◆ Page extract
____________

3. The final common complaint was Google’s occasional grouping of multiple pages from the same website within its top 30-40 search results. Occasionally, some searches would produce 4 or 5 results from the same website on the first page, which is obviously overkill and redundant. If a Google user doesn’t believe 5 results about “bread toasters” from Amazon are credible, it’s rather frustrating to wade through pages of SERPs to find a website with a different point of view. Google has stated previously that the first page should contain a variety of high quality results. The “multiple pages bug” was definitely annoying and an unwanted result of the first instances of Panda.
What should I do now? Should I cease buying links, begin disavowing links, redo my site, or hope and pray that nothing happens?
Honestly, there is no right answer to this question. Cutts admits in his video that the update is “fluid” and subject to change as their data review produces new conclusions. His video is purely a “heads up” vs. “you need to do this”, which is why it has produced anxiety for many who make their living online.
The link buying debate certainly comes to the fore (again). If you’ve purchased links, should you kiss your site good bye? What about less risky guest blog posts on others’ sites? Will my link heavy forum signature destroy my website’s rankings?
Again, there’s no real answer to those questions until AFTER the update has finished. Google’s mission is to minimize the effects of “spammy” practices to manipulate its results. That includes “low quality” links. How does one judge a “low quality” link? That’s something we still don’t precisely know, either.
Google uses computers to execute algorithm changes, not a monolith of human reviewers to manually judge billions of web pages. That means there WILL BE innocent victims in the wake of the coming storm, regardless of how fair or thorough Google believes its update is.

____________

◆ Data supplied
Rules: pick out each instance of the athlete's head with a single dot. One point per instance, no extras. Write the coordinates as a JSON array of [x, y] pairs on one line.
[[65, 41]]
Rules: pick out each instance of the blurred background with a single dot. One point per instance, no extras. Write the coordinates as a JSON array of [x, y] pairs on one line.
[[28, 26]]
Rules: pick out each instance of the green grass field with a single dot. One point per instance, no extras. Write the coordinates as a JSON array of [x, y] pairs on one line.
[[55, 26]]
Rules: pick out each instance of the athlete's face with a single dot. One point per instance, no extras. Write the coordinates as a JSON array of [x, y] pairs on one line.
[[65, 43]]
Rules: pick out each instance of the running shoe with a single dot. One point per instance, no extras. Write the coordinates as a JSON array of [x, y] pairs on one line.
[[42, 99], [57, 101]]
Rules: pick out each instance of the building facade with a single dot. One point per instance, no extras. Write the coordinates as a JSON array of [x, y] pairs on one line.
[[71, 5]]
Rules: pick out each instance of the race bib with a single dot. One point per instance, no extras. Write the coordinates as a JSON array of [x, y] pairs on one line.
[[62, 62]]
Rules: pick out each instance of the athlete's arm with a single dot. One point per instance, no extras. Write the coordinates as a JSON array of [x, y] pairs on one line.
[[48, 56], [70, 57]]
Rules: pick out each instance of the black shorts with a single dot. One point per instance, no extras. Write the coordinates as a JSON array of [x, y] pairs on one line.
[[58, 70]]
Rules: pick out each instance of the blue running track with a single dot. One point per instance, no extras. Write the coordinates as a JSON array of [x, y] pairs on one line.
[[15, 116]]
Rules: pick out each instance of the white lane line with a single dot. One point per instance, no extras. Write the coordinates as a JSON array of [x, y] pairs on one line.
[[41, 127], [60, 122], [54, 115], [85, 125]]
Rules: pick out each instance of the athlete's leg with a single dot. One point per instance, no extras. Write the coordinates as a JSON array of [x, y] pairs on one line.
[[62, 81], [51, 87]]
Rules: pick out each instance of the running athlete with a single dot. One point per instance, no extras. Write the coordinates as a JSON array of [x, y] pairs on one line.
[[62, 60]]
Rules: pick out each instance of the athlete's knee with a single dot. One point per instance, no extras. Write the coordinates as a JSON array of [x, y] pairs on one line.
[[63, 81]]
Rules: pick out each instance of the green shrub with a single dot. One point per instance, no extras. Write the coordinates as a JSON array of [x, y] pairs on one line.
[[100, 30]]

____________

◆ Problem set
• A. Answer these from the Google update article:
(i) How many results from the same website did some searches occasionally produce on the first page?
(ii) What word does Cutts use in his video to describe the update?
(iii) What does Google use to execute algorithm changes?
• B. Carry the Google update article forward from its last paragraph.

◆ Solved tasks
• A.
(i) 4 or 5
(ii) "Fluid"
(iii) Computers

• B.
One thing we do know: link quality is most efficiently judged relative to your website’s subject matter. For example, a website about cold medicine would be well advised to get links from major medical websites, universities, and government domains. In the cold medicine market, these links are the highest quality and most productive.
Online gambling is a different beast. Even if you could get a link from Yale.edu to your page about blackjack card counting, will Google actually give it weight or ignore it because the likelihood that it was bought (or spammed) is much stronger? In a sense, gambling webmasters should be getting the best gambling links possible, not necessarily the best links the entire web has to offer.
Realistically, very few gambling sites get mentioned on authority websites, aside from infrequent mentions on news blogs or “Who’s just been arrested” reports. Therefore, a gambling portal webmaster should focus on getting quality links from other websites that DO NOT resemble a link trade or obvious purchase. References in forums, citations in another person’s article, or regular appearances at gambling news sites will help your SEO profile.
Finally, consider branding your site and developing other sources of traffic. If your domain is “super-best-online-casinos-gambling.com”, you might be better off with something like “mojocasinos.com” or “bobscasinoreview.com” so that customers who visit your site can easily remember it later on. That’s marketing 101 and Google’s updates matter little to well branded, easily remembered, high quality websites.